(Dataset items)
####################

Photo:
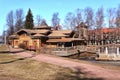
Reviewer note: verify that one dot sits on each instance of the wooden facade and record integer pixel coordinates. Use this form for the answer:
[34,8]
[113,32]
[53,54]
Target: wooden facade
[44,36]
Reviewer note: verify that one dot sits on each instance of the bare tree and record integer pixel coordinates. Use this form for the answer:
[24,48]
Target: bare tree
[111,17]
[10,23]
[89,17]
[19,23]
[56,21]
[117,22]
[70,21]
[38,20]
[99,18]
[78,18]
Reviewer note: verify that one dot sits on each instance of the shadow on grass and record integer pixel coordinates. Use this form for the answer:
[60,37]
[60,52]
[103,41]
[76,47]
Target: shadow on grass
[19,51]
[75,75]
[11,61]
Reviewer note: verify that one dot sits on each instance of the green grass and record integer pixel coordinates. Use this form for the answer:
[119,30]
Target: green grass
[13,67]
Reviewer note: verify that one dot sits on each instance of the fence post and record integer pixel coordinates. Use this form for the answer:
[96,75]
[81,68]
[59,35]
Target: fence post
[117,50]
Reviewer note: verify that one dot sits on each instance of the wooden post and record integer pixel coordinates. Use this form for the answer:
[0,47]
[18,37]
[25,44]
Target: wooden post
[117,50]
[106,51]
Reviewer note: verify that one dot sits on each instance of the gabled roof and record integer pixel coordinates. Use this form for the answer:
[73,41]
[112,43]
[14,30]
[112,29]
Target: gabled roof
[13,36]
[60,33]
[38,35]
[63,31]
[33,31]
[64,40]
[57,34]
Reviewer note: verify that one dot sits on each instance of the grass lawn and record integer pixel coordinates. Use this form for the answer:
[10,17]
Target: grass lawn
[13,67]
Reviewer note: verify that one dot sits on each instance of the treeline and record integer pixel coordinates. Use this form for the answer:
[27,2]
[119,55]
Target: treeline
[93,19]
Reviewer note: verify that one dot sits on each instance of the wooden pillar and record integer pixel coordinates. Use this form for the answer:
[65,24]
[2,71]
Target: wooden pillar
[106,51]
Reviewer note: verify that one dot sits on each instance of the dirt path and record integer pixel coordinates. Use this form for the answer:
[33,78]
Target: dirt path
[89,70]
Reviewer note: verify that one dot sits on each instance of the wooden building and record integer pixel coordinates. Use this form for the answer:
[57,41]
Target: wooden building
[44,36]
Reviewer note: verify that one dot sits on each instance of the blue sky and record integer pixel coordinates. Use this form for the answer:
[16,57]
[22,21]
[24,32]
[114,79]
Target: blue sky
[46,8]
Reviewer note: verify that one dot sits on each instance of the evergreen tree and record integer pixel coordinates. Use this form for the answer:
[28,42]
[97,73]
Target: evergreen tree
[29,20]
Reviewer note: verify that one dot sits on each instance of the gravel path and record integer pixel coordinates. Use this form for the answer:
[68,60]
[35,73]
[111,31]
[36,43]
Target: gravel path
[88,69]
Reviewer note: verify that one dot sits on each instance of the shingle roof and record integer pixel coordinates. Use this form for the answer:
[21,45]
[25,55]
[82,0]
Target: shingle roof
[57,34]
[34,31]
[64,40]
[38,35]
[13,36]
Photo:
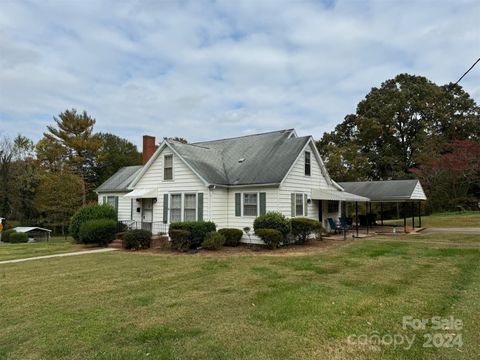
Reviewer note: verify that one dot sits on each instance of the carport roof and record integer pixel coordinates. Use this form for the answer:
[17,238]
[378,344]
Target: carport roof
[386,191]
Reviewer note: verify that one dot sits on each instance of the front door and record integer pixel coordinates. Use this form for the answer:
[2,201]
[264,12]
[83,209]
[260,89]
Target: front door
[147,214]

####################

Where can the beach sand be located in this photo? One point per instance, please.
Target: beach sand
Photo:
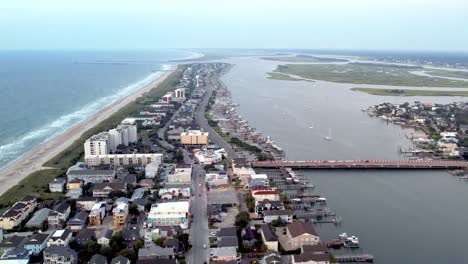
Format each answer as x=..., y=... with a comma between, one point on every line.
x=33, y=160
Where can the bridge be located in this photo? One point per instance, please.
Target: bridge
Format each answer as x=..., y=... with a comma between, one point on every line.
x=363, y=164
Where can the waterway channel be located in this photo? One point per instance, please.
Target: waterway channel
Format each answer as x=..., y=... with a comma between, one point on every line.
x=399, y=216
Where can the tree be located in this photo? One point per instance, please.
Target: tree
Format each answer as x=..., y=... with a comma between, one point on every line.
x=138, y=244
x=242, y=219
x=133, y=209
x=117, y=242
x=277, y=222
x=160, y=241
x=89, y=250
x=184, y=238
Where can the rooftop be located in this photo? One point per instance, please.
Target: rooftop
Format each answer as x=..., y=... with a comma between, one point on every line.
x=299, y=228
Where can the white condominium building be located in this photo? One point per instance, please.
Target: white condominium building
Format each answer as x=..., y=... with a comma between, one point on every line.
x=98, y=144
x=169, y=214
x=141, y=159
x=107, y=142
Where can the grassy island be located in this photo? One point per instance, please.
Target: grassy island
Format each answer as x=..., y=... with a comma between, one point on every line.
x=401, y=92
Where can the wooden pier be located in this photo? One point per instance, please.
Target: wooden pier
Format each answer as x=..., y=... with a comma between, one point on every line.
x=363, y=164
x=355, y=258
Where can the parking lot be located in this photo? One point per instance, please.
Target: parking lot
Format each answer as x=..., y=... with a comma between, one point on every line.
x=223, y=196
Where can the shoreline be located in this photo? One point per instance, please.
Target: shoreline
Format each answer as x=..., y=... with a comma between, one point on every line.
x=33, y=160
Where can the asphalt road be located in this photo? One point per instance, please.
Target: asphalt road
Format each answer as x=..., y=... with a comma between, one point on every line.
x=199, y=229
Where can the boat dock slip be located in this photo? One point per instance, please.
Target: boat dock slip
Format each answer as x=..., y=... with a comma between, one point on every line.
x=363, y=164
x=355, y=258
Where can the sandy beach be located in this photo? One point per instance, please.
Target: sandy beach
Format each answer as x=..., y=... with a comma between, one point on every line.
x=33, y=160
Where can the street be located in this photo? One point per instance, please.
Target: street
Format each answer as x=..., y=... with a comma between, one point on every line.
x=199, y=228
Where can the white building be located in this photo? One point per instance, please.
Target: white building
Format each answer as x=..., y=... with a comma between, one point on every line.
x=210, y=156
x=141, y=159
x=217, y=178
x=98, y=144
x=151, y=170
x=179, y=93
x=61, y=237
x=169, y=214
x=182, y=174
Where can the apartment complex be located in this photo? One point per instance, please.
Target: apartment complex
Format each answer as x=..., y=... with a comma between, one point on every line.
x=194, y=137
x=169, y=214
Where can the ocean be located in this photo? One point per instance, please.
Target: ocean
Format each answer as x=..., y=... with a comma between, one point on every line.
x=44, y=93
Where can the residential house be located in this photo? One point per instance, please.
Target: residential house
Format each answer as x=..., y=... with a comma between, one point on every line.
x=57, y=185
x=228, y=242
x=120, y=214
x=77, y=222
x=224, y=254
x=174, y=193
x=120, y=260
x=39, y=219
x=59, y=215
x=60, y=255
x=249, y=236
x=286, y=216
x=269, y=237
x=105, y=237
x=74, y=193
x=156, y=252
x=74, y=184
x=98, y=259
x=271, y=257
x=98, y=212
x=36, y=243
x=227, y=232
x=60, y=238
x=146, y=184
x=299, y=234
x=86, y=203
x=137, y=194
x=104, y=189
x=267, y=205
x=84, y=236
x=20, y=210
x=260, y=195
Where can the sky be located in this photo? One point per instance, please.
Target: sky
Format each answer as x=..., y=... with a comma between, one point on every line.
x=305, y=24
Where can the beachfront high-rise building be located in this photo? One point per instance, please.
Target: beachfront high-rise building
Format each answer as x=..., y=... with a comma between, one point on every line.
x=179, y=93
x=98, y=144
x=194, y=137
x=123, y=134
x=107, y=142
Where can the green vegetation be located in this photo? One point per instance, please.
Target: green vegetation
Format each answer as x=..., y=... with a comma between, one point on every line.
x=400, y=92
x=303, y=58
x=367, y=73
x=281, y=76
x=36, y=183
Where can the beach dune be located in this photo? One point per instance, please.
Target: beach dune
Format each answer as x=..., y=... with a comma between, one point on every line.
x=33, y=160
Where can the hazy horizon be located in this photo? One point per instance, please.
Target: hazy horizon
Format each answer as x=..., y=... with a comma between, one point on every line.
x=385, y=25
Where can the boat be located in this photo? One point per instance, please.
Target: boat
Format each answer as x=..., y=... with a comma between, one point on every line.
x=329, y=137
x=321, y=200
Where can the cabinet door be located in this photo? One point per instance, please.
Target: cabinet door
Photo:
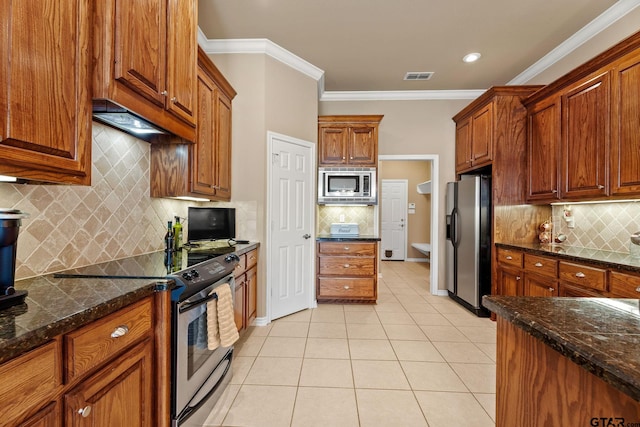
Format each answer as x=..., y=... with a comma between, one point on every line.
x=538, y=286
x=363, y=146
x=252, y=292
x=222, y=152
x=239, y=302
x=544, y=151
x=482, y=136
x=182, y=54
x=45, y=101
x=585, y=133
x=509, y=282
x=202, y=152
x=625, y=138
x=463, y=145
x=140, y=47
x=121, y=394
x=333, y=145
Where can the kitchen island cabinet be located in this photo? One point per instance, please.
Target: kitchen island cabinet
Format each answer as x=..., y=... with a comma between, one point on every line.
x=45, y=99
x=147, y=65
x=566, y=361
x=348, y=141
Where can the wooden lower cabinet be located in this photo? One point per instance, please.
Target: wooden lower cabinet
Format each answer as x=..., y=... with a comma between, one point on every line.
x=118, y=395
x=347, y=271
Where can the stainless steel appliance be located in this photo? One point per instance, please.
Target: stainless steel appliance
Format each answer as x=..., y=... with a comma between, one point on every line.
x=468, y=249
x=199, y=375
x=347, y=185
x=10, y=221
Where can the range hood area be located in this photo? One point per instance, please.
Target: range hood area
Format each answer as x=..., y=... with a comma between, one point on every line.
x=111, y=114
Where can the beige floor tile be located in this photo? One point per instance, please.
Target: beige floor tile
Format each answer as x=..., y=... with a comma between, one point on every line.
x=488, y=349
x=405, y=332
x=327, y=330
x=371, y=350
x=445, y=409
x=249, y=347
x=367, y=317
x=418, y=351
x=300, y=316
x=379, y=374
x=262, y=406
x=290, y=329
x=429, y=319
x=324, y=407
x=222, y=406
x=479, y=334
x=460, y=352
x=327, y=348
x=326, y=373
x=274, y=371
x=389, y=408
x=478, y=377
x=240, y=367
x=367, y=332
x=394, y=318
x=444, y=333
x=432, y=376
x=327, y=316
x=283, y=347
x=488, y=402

####################

**WORK TASK:** Show the lines of the data that hold the word "hood".

**RESPONSE TO THIS EXERCISE:**
Where can the range hood area be located in this photo? One point per instance, please.
Target: range hood area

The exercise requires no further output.